-------- Recorded information
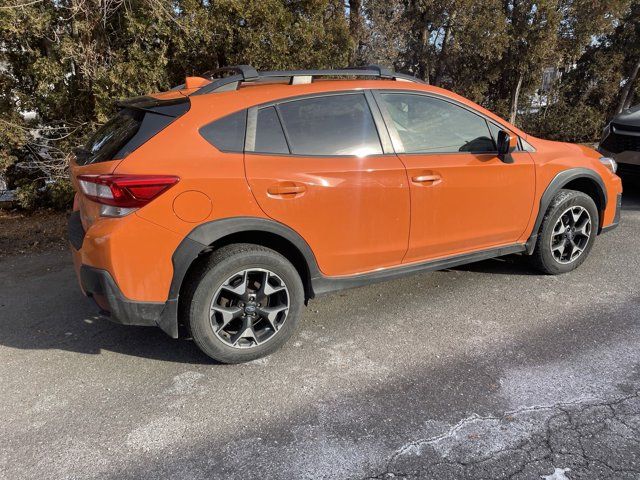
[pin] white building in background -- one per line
(546, 93)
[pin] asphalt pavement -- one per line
(484, 371)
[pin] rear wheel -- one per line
(244, 304)
(567, 233)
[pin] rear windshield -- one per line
(138, 121)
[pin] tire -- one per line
(553, 257)
(215, 326)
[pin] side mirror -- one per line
(506, 144)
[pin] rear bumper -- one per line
(99, 285)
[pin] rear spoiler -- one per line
(169, 108)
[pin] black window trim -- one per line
(381, 128)
(395, 137)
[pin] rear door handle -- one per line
(286, 189)
(426, 178)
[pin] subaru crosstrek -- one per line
(217, 209)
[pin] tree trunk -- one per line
(423, 63)
(625, 93)
(514, 100)
(437, 79)
(355, 29)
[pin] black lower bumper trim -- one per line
(75, 230)
(122, 310)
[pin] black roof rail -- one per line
(246, 73)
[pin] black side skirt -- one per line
(324, 284)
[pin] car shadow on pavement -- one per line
(343, 434)
(631, 194)
(41, 307)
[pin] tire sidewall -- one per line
(569, 199)
(212, 279)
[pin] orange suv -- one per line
(217, 209)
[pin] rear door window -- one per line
(330, 125)
(430, 125)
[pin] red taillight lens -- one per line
(125, 191)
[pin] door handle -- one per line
(285, 189)
(426, 178)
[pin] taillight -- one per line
(124, 192)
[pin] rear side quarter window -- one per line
(227, 133)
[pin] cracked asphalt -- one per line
(484, 371)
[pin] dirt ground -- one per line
(30, 233)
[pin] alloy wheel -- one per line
(571, 234)
(249, 308)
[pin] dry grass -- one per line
(22, 233)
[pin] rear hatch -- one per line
(137, 121)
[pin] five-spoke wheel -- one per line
(243, 302)
(249, 308)
(571, 234)
(567, 232)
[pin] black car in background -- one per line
(621, 141)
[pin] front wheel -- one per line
(567, 233)
(244, 304)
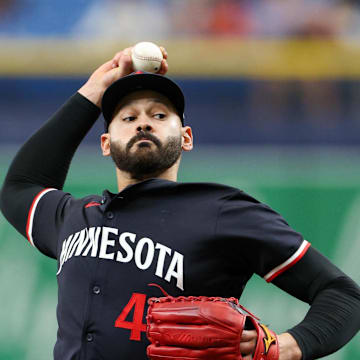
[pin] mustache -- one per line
(143, 136)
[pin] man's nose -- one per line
(144, 125)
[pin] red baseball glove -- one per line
(204, 328)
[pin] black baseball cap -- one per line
(141, 80)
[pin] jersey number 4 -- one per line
(136, 326)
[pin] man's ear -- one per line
(187, 138)
(105, 144)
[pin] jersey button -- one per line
(109, 215)
(96, 290)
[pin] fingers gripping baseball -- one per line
(205, 328)
(119, 66)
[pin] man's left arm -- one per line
(334, 314)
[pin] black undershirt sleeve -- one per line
(334, 315)
(43, 161)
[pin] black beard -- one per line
(144, 162)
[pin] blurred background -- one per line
(272, 88)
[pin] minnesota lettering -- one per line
(100, 241)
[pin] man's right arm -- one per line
(43, 161)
----------------
### The exercise
Turn every line of the records above into a Markdown table with the columns "Row" and "Entry", numbering each row and leaving out blank lines. Don't include the pictures in your answer.

### Response to this exercise
| Row | Entry |
|---|---|
| 1 | [pin] white building in background -- one per line |
| 2 | (546, 93) |
| 3 | [pin] asphalt pavement -- one per line |
| 4 | (484, 371) |
| 5 | [pin] rear wheel -- one per line |
| 6 | (244, 304) |
| 7 | (567, 233) |
| 8 | [pin] rear windshield -- one per line |
| 9 | (138, 121) |
| 10 | [pin] tire -- one per line |
| 11 | (553, 257) |
| 12 | (215, 326) |
| 13 | [pin] side mirror -- one per line |
| 14 | (506, 144) |
| 15 | [pin] rear bumper -- one per line |
| 16 | (99, 285) |
| 17 | [pin] rear spoiler -- one per line |
| 18 | (169, 108) |
| 19 | [pin] black window trim -- one per line |
| 20 | (381, 128) |
| 21 | (395, 137) |
| 22 | [pin] rear door handle -- one per line |
| 23 | (286, 189) |
| 24 | (426, 178) |
| 25 | [pin] subaru crosstrek -- one per line |
| 26 | (217, 209) |
| 27 | [pin] tree trunk -- one per line |
| 28 | (423, 63) |
| 29 | (625, 93) |
| 30 | (514, 100) |
| 31 | (437, 79) |
| 32 | (355, 29) |
| 33 | [pin] black lower bumper trim -- one per line |
| 34 | (75, 230) |
| 35 | (122, 310) |
| 36 | [pin] black roof rail -- one per line |
| 37 | (246, 73) |
| 38 | [pin] black side skirt -- one per line |
| 39 | (324, 284) |
| 40 | [pin] car shadow on pavement -- one per line |
| 41 | (343, 434) |
| 42 | (631, 194) |
| 43 | (41, 307) |
| 44 | [pin] tire sidewall -- one per line |
| 45 | (569, 199) |
| 46 | (212, 279) |
| 47 | [pin] orange suv -- one per line |
| 48 | (217, 209) |
| 49 | [pin] rear door window -- one per line |
| 50 | (330, 125) |
| 51 | (430, 125) |
| 52 | [pin] red taillight lens -- one per line |
| 53 | (125, 191) |
| 54 | [pin] door handle -- one per line |
| 55 | (285, 189) |
| 56 | (426, 178) |
| 57 | [pin] taillight -- one per line |
| 58 | (124, 192) |
| 59 | [pin] rear side quarter window -- one per line |
| 60 | (227, 133) |
| 61 | [pin] cracked asphalt -- one per line |
| 62 | (484, 371) |
| 63 | [pin] dirt ground -- one per line |
| 64 | (30, 233) |
| 65 | [pin] alloy wheel -- one per line |
| 66 | (571, 234) |
| 67 | (249, 308) |
| 68 | [pin] dry grass -- one per line |
| 69 | (22, 233) |
| 70 | [pin] rear hatch -- one per line |
| 71 | (137, 121) |
| 72 | [pin] five-spoke wheel -- one per line |
| 73 | (243, 302) |
| 74 | (249, 308) |
| 75 | (571, 234) |
| 76 | (567, 232) |
| 77 | [pin] black car in background -- one per line |
| 78 | (621, 141) |
| 79 | [pin] front wheel -- one per line |
| 80 | (567, 233) |
| 81 | (244, 304) |
| 82 | [pin] mustache -- one per line |
| 83 | (143, 136) |
| 84 | [pin] man's nose -- one per line |
| 85 | (144, 125) |
| 86 | [pin] red baseball glove -- one per line |
| 87 | (204, 328) |
| 88 | [pin] black baseball cap -- one per line |
| 89 | (141, 80) |
| 90 | [pin] jersey number 4 -- one per line |
| 91 | (136, 326) |
| 92 | [pin] man's ear -- one per line |
| 93 | (187, 138) |
| 94 | (105, 144) |
| 95 | [pin] jersey button -- one per line |
| 96 | (109, 215) |
| 97 | (96, 290) |
| 98 | [pin] fingers gripping baseball -- one per line |
| 99 | (205, 328) |
| 100 | (119, 66) |
| 101 | [pin] man's left arm -- one per line |
| 102 | (334, 314) |
| 103 | [pin] black undershirt sleeve -- one per line |
| 104 | (334, 315) |
| 105 | (43, 161) |
| 106 | [pin] black beard -- one per line |
| 107 | (144, 162) |
| 108 | [pin] blurred background -- one per line |
| 109 | (272, 88) |
| 110 | [pin] minnesota lettering -- one per line |
| 111 | (100, 241) |
| 112 | [pin] man's right arm -- one per line |
| 113 | (43, 161) |